▶ **Records for this exercise**:
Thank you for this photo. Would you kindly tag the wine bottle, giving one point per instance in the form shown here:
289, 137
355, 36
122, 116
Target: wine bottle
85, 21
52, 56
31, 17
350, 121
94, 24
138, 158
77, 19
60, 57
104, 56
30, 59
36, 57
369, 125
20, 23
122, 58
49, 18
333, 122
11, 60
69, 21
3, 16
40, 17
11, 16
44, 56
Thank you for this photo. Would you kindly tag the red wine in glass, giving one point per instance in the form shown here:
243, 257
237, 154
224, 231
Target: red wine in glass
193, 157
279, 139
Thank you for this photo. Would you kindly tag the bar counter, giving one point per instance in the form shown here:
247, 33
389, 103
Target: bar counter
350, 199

---

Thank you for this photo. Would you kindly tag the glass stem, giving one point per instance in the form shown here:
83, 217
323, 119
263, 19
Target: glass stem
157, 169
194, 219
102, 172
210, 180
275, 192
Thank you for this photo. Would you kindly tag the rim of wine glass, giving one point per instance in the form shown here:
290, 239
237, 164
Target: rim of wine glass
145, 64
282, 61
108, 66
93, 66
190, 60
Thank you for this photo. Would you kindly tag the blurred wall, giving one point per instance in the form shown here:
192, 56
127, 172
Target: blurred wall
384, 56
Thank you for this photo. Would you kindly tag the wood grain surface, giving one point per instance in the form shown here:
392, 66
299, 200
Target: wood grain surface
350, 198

▶ **Set task**:
Find each line in the records above that contains the string "stem" and copy those lines. Case counts.

▶ **Task response**:
Thank you for this photo. Would you kindly tag the glass stem, giving one point per instance in the form shown here:
Target: glass stem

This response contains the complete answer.